--- Excerpted passage Enclosed Below ---
I am so surprised at how much I loved this considering it's contemporary which is just not my genre. I had first heard of Tash Hearts Tolstoy about 6 months or so before it was published and it caught my eye right away for a number of reasons, Firstly, Tolstoy. The last few years I've really been diving more and more into classic literature, but I have had a particular interest in Russian Lit. So when I saw there was a YA novel where the main character reads Tolstoy, a writer whose work I've recently fallen in love with, I knew I would have to read it. Secondly, our main character Tash is a romantic asexual who dates a non-asexual partner and the story depicts what that kind of relationship would look like which is something I was very curious about as it's not a relationship I've seen portrayed or even really talked about much in YA.
I also loved that Tash was such a fully realized character. She had a handful of moments where she made bad decisions or behaved poorly as real people typically do, but throughout the novel, she grew to understand her mistakes and actively made an effort to work on them. She and the other teen characters were accurately portrayed and surprisingly interesting. Two of the other teen characters struggle with a parent having cancer, another two are in a m/m relationship, Tash herself is a vegetarian Buddhist of Czech descent. I just loved all the representation offered in this story, but better than that, it was (IMO) done well.
--- End of Enclosed Excerpted passage ---
--- Listed records Enclosed Below ---
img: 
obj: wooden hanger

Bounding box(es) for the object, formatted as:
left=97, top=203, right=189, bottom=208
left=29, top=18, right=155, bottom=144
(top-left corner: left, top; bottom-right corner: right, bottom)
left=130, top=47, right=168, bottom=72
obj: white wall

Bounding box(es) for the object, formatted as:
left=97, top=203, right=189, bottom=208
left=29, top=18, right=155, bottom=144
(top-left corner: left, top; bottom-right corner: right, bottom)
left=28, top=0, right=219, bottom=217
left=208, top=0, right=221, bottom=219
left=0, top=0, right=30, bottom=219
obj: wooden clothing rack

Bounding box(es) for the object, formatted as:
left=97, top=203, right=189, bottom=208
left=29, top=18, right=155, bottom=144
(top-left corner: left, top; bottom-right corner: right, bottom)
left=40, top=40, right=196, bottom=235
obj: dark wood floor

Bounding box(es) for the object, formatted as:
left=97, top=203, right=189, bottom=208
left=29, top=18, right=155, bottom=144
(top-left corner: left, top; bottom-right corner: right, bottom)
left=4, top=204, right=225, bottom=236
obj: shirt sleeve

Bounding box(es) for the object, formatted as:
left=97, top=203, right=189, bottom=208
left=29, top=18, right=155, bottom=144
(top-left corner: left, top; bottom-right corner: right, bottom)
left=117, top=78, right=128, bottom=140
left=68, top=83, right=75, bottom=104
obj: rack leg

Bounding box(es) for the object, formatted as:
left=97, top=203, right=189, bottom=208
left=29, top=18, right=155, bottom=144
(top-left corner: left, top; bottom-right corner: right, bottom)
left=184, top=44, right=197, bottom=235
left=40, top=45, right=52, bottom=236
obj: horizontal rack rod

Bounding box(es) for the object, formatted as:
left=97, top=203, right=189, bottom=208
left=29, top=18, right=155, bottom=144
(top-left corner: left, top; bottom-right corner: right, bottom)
--- End of Enclosed Listed records ---
# Task description
Pick up the Tash Hearts Tolstoy review after its final sentence and carry it forward.

# Answer to this problem
I gave Tash Hearts Tolstoy 4/5 stars. My only issues with this were that, as lovely as reading about all the characters was, my main interest in this story was the Unhappy Families aspect and sometimes I felt that it dragged on a bit when the story would focus on other parts of Tash's life. And also, I'm really not a fan of stories where romantic feelings are glaringly obvious to everyone but the characters who have the feelings. Overall though, I would definitely recommend this.